:: Goal ::
Rescale part of the records below: reproduce every line from the one containing "Guideline: one keypoint per instance of the overcast" through the one containing "291), (288, 295)]", both included and requests kept as they are, with each x and y coordinate in the answers multiplied by 0.8 and rounded to a whole number, halves rounded up. Give only those lines.

"""

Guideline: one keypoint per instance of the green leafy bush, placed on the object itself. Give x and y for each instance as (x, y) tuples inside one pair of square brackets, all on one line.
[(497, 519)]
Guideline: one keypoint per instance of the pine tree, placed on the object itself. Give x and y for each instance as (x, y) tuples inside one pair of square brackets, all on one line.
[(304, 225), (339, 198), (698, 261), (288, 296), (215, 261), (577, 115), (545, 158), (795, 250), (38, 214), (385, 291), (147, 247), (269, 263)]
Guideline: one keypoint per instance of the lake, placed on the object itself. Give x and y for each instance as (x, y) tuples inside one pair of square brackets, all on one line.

"""
"""

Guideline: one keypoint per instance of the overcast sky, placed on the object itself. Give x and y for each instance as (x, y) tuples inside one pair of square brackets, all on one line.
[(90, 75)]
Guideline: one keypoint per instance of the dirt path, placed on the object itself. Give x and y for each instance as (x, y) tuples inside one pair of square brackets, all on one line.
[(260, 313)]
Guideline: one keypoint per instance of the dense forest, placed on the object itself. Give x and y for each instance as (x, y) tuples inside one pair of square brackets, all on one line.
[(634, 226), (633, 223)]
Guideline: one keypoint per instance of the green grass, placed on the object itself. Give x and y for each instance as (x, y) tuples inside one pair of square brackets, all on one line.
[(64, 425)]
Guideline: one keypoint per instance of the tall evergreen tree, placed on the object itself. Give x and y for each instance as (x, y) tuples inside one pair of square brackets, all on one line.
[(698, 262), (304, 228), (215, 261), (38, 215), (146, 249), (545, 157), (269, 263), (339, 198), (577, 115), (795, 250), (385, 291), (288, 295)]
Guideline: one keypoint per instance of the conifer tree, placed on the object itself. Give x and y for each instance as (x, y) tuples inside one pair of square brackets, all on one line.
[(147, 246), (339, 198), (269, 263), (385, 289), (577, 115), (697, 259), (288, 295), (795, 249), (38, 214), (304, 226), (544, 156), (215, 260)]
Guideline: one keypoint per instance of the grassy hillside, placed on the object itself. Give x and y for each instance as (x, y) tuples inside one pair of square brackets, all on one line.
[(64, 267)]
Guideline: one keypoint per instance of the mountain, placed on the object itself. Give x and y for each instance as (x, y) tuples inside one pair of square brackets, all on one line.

"""

:: Exercise answer ::
Guideline: one keypoint per instance of the overcast sky, placed on the object itself. Give x and y for each instance as (x, y) tuples inside one pair of square brackets, all on one line.
[(72, 60)]
Guideline: one keypoint per instance of the dirt path, placed on the object itself. Give x and y for each instance as (x, y) tuples inside one pair of square brackets, all on one line.
[(208, 250)]
Guideline: one keypoint per instance of the dense forest, placed on the object itself. Give x and y for each instance as (x, y) tuples inside one pair of square brackets, all on one line.
[(507, 181), (506, 178)]
Guideline: one keypoint per instance of the green grass, placed on the object itself. Give x and y for each instance as (x, y) tuples inside one pair of square brackets, all on one line.
[(51, 340)]
Guideline: one keypoint per instance of the tall evergreen tree, placed on the object itself. Give x and y for each instance as (x, y) tuples inside one pair of square brackets, all on one line.
[(558, 210), (243, 182), (172, 209), (30, 172), (117, 199), (436, 126), (215, 210), (271, 158), (462, 92), (636, 200), (308, 233), (230, 236)]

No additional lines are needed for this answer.